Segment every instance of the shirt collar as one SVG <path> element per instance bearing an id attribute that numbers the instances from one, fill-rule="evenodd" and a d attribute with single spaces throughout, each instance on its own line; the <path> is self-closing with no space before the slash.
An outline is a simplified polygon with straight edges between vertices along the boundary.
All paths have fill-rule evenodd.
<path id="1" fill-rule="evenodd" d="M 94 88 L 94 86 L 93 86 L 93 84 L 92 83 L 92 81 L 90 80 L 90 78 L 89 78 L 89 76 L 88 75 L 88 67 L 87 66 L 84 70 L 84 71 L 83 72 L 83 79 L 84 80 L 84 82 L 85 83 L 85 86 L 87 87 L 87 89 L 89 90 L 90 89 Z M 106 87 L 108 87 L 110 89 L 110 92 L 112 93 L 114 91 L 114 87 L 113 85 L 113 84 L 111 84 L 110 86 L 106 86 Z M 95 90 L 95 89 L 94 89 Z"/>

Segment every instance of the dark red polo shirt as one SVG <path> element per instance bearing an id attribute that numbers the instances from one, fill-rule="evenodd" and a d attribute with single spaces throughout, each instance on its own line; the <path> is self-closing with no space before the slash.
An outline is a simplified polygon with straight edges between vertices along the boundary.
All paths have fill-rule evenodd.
—————
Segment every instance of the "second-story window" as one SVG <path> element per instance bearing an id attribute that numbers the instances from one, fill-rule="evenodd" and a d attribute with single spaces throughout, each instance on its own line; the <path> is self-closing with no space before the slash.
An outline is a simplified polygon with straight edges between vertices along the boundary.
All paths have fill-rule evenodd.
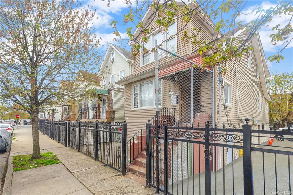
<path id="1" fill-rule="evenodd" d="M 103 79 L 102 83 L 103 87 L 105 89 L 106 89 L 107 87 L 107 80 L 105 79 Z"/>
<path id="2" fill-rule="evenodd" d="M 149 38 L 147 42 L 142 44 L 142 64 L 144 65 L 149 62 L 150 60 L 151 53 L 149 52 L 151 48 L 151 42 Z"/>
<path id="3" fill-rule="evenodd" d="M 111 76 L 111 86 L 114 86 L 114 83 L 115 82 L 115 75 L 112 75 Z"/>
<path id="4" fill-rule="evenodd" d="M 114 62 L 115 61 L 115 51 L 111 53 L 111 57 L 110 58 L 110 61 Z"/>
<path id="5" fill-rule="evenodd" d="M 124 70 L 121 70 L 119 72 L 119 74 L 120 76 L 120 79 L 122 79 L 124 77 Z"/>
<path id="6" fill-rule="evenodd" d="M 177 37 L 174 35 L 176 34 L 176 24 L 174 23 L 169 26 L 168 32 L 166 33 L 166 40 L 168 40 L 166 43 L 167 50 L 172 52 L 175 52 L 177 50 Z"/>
—————
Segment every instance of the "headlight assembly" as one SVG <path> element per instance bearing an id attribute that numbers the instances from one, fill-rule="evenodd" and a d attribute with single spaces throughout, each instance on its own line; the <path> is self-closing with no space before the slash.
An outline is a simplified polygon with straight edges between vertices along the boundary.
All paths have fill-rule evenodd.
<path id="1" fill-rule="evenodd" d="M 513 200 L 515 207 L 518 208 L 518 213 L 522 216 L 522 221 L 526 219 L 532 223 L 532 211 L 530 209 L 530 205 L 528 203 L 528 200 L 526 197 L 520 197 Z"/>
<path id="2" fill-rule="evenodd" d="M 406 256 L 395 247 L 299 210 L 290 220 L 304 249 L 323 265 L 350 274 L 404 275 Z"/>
—————
__Short exercise__
Starting with the line that contains "Segment every instance of the shirt" and going on through the line that contains "106 87 L 108", write out those lines again with "straight edges" swapped for "straight segments" and everything else left unchanged.

__Exercise answer__
Segment every instance of the shirt collar as one SVG <path> element per instance bearing an id attribute that numbers the instances from one, fill-rule="evenodd" and a d attribute with single spaces throughout, each instance on its own line; the <path> is self-closing with no space before the slash.
An outline is a simplified polygon with straight segments between vertices along the boundary.
All paths have fill-rule evenodd.
<path id="1" fill-rule="evenodd" d="M 94 88 L 94 86 L 93 86 L 93 84 L 92 83 L 92 81 L 90 80 L 90 78 L 89 78 L 89 76 L 88 75 L 88 67 L 87 66 L 84 70 L 84 71 L 83 72 L 83 79 L 84 80 L 84 82 L 85 83 L 85 86 L 87 87 L 87 89 L 89 90 L 90 89 Z M 106 87 L 108 87 L 110 89 L 110 92 L 112 93 L 114 91 L 114 87 L 113 85 L 113 84 L 111 84 L 110 86 L 106 86 Z M 95 90 L 95 89 L 94 89 Z"/>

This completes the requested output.